— Data for analysis —
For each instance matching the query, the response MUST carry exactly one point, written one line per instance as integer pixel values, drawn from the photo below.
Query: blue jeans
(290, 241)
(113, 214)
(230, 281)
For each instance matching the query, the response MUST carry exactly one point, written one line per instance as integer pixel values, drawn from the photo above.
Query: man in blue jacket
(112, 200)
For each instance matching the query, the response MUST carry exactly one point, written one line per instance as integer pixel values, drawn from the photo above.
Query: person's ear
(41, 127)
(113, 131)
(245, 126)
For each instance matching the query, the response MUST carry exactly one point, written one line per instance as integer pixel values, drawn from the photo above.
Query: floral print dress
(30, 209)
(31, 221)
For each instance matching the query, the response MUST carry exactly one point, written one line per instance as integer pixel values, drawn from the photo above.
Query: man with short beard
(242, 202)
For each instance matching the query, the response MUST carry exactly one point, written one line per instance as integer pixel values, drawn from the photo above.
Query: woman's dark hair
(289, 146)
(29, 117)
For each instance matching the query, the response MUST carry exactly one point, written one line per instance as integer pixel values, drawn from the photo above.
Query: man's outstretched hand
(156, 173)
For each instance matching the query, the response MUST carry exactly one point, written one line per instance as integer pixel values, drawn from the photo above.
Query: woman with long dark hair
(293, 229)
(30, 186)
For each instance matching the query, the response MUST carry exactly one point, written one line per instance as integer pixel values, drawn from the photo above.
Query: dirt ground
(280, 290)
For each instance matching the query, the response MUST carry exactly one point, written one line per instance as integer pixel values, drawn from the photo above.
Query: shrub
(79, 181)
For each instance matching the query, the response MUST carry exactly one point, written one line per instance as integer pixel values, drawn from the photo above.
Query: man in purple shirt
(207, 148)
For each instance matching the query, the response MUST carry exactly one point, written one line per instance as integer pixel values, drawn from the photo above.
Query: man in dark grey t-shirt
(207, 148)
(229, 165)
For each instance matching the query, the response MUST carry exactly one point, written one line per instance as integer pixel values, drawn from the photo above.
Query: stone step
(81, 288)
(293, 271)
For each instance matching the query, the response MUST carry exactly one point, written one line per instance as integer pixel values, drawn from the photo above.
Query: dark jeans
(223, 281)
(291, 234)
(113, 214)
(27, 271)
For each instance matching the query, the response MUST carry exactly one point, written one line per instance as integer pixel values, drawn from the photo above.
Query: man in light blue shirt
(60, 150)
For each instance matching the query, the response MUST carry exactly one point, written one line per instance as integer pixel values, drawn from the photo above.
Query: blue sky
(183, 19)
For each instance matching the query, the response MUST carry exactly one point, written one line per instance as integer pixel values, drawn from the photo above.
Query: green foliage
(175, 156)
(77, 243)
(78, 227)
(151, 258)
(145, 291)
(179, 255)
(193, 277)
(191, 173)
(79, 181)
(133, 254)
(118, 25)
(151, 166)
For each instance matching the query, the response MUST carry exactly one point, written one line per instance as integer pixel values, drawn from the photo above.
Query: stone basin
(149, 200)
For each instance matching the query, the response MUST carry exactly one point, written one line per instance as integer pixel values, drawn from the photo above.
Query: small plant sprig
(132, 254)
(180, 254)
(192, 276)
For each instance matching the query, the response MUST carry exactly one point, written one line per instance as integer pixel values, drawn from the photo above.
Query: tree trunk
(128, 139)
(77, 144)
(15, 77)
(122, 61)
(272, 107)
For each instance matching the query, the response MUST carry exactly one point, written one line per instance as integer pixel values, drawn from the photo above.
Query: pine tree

— Task to carry out —
Each entry in the listing is to be output exactly as given.

— Response area —
For each instance matching the query, the response MUST carry exactly one point, written one line per instance as integer pixel values, drawn from the photo below.
Query: blue jeans
(290, 241)
(113, 214)
(230, 281)
For each instance matching the query, the response MUST carry exactly one point, written one line per instance as integer pixel values, drawn from the photo above.
Query: man in blue jacket
(112, 200)
For each instance matching the query, the response MUST carry exactly one point, written one line per instance as integer pixel values, drawn from the photo above.
Query: person's ear
(41, 127)
(113, 131)
(245, 126)
For each instance matching the query, the response MUST carry exactly one point, written one line per instance as integer pixel values, drawn from the photo above.
Query: floral print dress
(30, 209)
(31, 221)
For each instance matching the query, the response MUST carry exactly one point, written one line per instance as integer pixel values, drawn from the photo above.
Query: man with short beard
(242, 202)
For each instance matching the query, the response MUST carry exactly one point, written one line per instance as integer pixel values, drawn from the photo above.
Query: woman's dark hair
(289, 146)
(29, 117)
For each instance matching the query, the response MUST carry exactly one point, written one line per instance as integer pixel values, drawn from the photo above.
Query: man's outstretched hand
(156, 173)
For each instance matching the query, the response MUST carry exactly one point, written one line per instance as integer pixel values, drawn from the photo above.
Query: woman with long dark hair
(293, 229)
(30, 186)
For each instance matching the query, the response MUST carry exactly one point, written one line per instance as integer pixel values, drawn from the photo above.
Query: dirt ground
(280, 290)
For each instance matching the query, the response MUST carry exactly one point, written one line per instance as integer pixel values, drawn from the photo above.
Query: shrub
(79, 181)
For each instance matching the query, the response MUST carry exactly one point, written one line per instance as integer pixel values, drawn from the photo above.
Query: man in purple shirt
(207, 148)
For each instance matching the query, the response MUST carry exactly one point, written one line per instance as integer pixel values, drawn from the photo above.
Query: man in dark grey t-shirt
(207, 148)
(229, 165)
For each instance matching the query, the response MUST carry exactly one point, written one line per instance as integer pixel values, drawn from the photo above.
Query: stone step
(81, 288)
(293, 271)
For each instance matching the query, the response MUST carry exactly one point, written one line per instance as integer pixel values, drawn from the photo above.
Query: dark jeans
(223, 281)
(291, 234)
(113, 214)
(27, 271)
For each instance matching the query, the response MUST carry exactly one point, written one line per instance as integer pixel values, drawn from the photo above.
Query: man in light blue shirt
(60, 150)
For each instance matching the query, the response MUST carry exactly one point, written one line per instance as integer pixel values, drawn from the photo above.
Query: blue sky
(183, 19)
For each instance matching the query, the response MUST carry exactly one point, written one line per instance as integer pixel values, drawn from the photo above.
Query: green foliage
(175, 156)
(77, 243)
(78, 227)
(151, 258)
(145, 291)
(179, 255)
(193, 277)
(191, 173)
(79, 181)
(133, 254)
(118, 25)
(151, 166)
For each instance matching the query, the response MUST carry exactly one point, written one line per instance as integer pixel values, drawn from the photo above.
Query: stone basin
(149, 200)
For each instance matching the query, the response MUST carry exactly one point, written one line per instance as integer pixel values, drawn from the photo above.
Query: small plant sprig
(132, 254)
(180, 254)
(192, 276)
For each instance matching the query, the response MUST carry exactly one point, written one line per instance as integer pixel values, drawn from the photo above.
Query: tree trunk
(128, 139)
(77, 144)
(15, 77)
(122, 61)
(272, 107)
For each instance matching the query, the response MUST carry exactly one point, written one line per instance as integer pixel values, drawn from the photo above.
Query: pine tree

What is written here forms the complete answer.